Extrait du texte |
----------

Avant de commencer, je préfère vous prévenir de quelques détails. Premièrement, cet article parle d’un tome 2, alors même si effectivement, Belle de gris peut être lu indépendamment du tome 1, quelques spoilers du Complot des corbeaux peuvent s’être glissés ici sans que je fasse attention. Deuxièmement, j’ai chroniqué ce fameux tome 1 ici, si jamais cela vous intéresse. Troisièmement, cette introduction risque d’être très courte, puisque l’auteur n’a pour le moment publié que deux romans et que peu d’indications biographiques à son propos sont disponibles. Et quatrièmement, je tiens à remercier chaleureusement Ariel Holzl de m’avoir dédicacé Belle de gris et d’avoir répondu à mes questions au Salon du Livre Jeunesse de Montreuil !

Ariel Holzl est un auteur français qui est inspiré par des sources comme Tim Burton, Neil Gaiman, ou encore H. P. Lovecraft. Il est l’auteur de la série des Sœurs Carmines, qui comporte pour le moment deux tomes, Le Complot des Corbeaux et Belle de Gris, dont je vais vous parler aujourd’hui.

Voici la quatrième de couverture du roman :

« Trois semaines séparent Tristabelle Carmine du Grand Bal de la Reine. Trois semaines pour trouver la robe de ses rêves, un masque, une nouvelle paire d’escarpins… et aussi un moyen d’entrer au Palais. Car Tristabelle n’a pas été invitée. Mais ça, c’est un détail. Tout comme les voix dans sa tête ou cette minuscule série de meurtres qui semble lui coller aux talons.

En tout cas, elle ne compte pas rater la fête. Quitte à écumer les bas-fonds surnaturels de Grisaille, frayer avec des criminels, travailler dans une morgue ou rejoindre un culte. S’il le faut, elle ira même jusqu’à tuer demander de l’aide à sa petite sœur. Car Tristabelle Carmine est une jeune femme débrouillarde, saine et équilibrée. Ne laissez pas ses rivales ou ses admirateurs éconduits vous convaincre du contraire. Ils sont juste jaloux. Surtout les morts.

----------

Données fournies |
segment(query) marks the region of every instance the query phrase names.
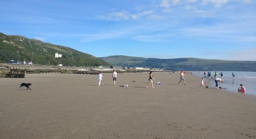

----------

Consignes |
1. D'après l'extrait sur Belle de gris, combien de temps sépare Tristabelle Carmine du Grand Bal de la Reine ?
2. Reproduisez fidèlement le passage de l'extrait sur Belle de gris, en commençant aux mots « Avant de commencer, je » et en vous arrêtant après « Jeunesse de Montreuil ! ».

Réponses par consigne |
1. Trois semaines.

2.
Avant de commencer, je préfère vous prévenir de quelques détails. Premièrement, cet article parle d’un tome 2, alors même si effectivement, Belle de gris peut être lu indépendamment du tome 1, quelques spoilers du Complot des corbeaux peuvent s’être glissés ici sans que je fasse attention. Deuxièmement, j’ai chroniqué ce fameux tome 1 ici, si jamais cela vous intéresse. Troisièmement, cette introduction risque d’être très courte, puisque l’auteur n’a pour le moment publié que deux romans et que peu d’indications biographiques à son propos sont disponibles. Et quatrièmement, je tiens à remercier chaleureusement Ariel Holzl de m’avoir dédicacé Belle de gris et d’avoir répondu à mes questions au Salon du Livre Jeunesse de Montreuil !